#### [Instructions to follow]
Count the lines in the data below that contain the string "concrete". Reply with the number only.
------ Provided data
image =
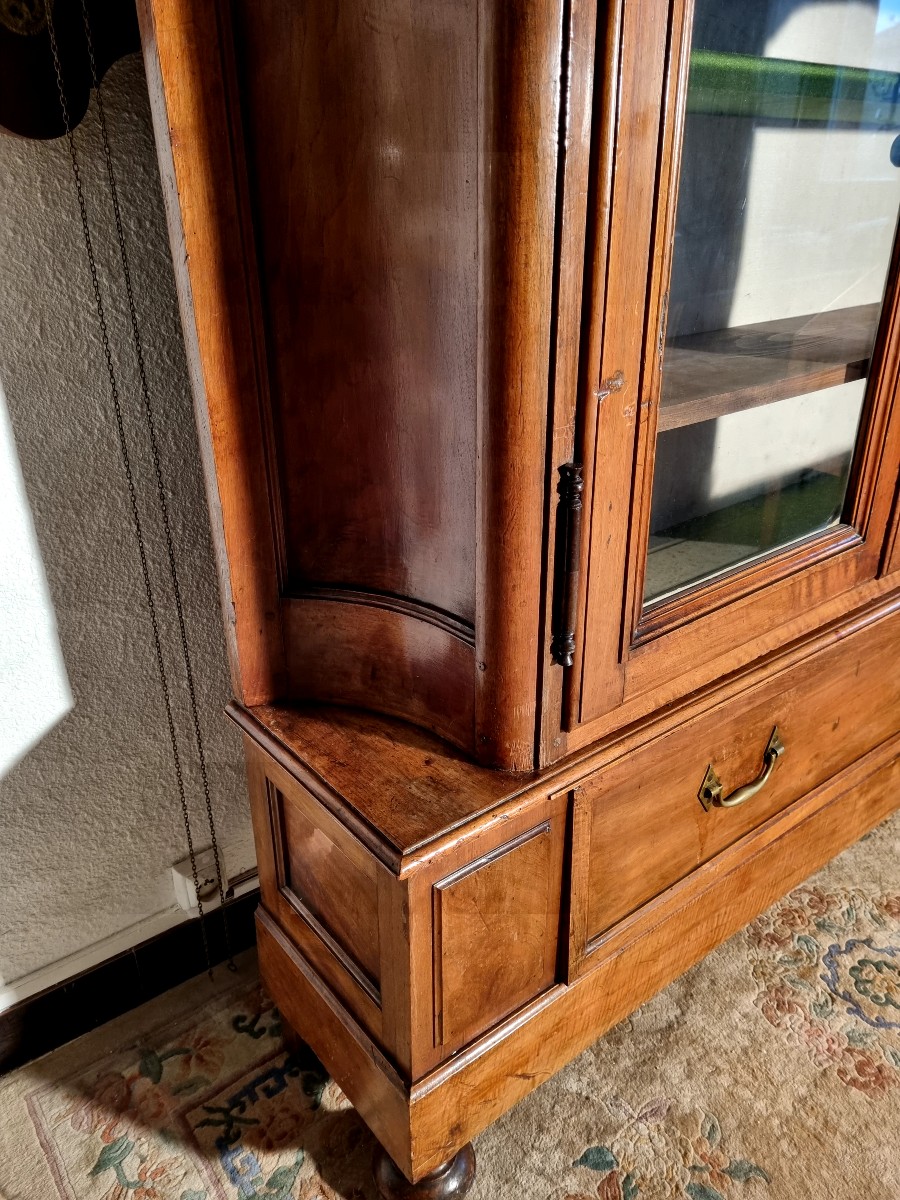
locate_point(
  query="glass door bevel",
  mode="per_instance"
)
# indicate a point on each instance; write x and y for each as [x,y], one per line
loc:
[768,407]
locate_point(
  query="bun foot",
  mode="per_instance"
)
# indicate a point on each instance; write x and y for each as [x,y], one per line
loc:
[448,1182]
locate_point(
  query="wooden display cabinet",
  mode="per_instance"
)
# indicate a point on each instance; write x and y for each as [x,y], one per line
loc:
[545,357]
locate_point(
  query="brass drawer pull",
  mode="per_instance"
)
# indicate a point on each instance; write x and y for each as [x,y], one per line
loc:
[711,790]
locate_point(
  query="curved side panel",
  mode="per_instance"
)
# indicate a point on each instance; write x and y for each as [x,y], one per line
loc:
------------
------ Provided data
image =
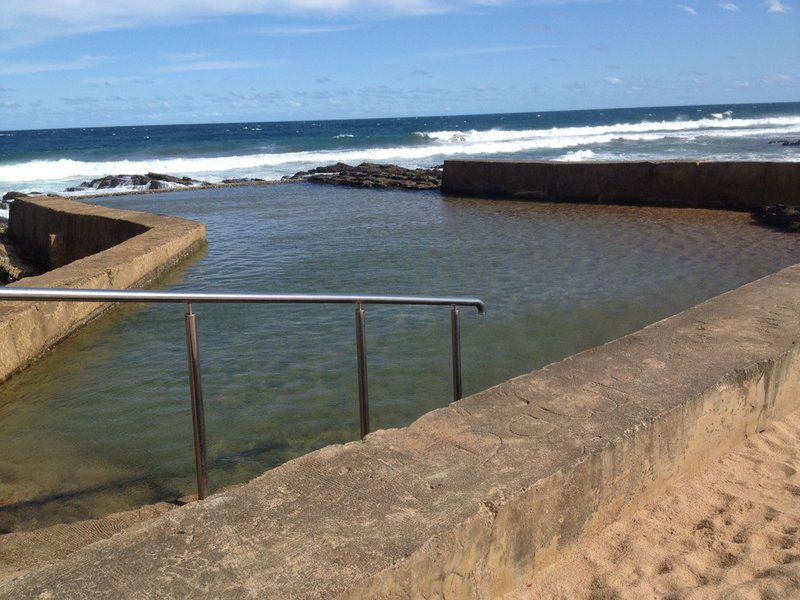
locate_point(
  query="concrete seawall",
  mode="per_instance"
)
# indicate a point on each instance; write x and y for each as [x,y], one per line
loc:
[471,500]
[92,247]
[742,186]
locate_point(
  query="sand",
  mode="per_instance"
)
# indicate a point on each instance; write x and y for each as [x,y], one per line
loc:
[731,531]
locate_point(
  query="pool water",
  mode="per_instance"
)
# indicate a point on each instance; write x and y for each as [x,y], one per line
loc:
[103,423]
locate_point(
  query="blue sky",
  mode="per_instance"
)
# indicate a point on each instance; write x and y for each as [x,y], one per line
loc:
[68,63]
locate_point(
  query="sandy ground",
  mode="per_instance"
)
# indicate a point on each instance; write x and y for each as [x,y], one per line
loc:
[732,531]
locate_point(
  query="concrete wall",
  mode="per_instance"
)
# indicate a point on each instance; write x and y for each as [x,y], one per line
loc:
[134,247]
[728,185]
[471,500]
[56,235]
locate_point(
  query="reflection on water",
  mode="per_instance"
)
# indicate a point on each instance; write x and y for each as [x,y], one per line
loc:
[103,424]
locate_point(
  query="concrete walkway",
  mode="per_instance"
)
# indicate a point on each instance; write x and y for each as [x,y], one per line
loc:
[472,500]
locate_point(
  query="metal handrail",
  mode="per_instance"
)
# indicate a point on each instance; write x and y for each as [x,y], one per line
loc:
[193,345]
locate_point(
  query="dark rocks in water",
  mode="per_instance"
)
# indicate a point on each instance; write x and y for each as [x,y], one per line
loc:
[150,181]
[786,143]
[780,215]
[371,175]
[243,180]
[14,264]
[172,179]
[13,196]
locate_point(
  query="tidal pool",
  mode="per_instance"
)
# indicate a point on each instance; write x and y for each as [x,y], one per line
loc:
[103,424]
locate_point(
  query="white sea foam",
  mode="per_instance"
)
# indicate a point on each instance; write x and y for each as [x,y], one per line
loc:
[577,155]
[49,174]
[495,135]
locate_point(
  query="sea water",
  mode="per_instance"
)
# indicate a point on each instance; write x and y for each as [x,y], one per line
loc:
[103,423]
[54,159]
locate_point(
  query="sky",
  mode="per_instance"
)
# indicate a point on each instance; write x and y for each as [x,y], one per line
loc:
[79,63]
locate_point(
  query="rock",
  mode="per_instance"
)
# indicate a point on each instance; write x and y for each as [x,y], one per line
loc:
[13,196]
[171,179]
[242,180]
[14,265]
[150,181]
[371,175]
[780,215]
------------
#### [Worked answer]
3